The lines to repeat run from the one containing "# point at: wooden front" through the last line of the records below; repeat them exactly and give nothing more.
Data excerpts Start Marker
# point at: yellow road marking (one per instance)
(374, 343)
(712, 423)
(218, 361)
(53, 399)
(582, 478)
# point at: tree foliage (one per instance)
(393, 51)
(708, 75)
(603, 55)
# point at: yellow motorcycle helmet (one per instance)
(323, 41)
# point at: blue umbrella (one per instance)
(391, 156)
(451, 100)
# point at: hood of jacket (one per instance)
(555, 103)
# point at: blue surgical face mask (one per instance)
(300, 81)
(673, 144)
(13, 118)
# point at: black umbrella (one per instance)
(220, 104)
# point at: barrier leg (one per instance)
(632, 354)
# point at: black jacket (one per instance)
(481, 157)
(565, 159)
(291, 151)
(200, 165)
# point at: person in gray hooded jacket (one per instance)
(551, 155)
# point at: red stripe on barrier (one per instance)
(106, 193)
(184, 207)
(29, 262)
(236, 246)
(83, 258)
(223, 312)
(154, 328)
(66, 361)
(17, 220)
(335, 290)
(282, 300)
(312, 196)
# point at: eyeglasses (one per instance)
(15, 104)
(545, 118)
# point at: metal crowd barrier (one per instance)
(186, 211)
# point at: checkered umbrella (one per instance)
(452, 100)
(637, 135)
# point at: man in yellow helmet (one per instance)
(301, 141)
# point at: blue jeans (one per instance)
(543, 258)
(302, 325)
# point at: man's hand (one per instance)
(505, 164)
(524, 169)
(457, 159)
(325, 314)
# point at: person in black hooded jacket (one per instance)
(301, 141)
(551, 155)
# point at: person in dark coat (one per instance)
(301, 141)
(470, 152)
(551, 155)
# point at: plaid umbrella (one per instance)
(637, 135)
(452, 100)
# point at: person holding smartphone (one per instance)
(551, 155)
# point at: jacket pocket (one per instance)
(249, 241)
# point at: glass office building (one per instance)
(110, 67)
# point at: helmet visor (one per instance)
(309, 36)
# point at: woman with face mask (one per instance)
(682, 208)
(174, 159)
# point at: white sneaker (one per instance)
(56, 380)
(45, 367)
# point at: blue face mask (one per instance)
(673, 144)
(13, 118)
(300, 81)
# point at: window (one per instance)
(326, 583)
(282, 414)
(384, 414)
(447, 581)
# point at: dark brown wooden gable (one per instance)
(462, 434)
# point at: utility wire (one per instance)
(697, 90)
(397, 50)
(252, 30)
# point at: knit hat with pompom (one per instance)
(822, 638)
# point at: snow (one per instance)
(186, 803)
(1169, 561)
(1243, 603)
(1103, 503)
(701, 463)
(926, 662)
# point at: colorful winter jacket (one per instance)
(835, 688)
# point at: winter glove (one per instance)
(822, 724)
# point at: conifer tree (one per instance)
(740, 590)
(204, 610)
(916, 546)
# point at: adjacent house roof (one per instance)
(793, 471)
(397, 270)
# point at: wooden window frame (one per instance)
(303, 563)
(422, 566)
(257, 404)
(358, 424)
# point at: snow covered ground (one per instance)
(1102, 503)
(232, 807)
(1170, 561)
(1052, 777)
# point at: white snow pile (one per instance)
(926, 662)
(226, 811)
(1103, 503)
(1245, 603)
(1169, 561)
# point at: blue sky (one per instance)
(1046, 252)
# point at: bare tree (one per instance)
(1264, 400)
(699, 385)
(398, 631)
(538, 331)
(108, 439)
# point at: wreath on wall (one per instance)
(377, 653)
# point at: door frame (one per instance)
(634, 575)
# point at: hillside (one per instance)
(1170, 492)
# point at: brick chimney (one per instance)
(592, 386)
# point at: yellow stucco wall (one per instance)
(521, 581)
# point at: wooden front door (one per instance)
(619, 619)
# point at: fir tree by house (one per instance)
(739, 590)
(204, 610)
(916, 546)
Data excerpts End Marker
### Task output
# point at: wooden front door (one per instance)
(619, 619)
# point at: fir tree by house (one per instance)
(739, 590)
(204, 610)
(916, 546)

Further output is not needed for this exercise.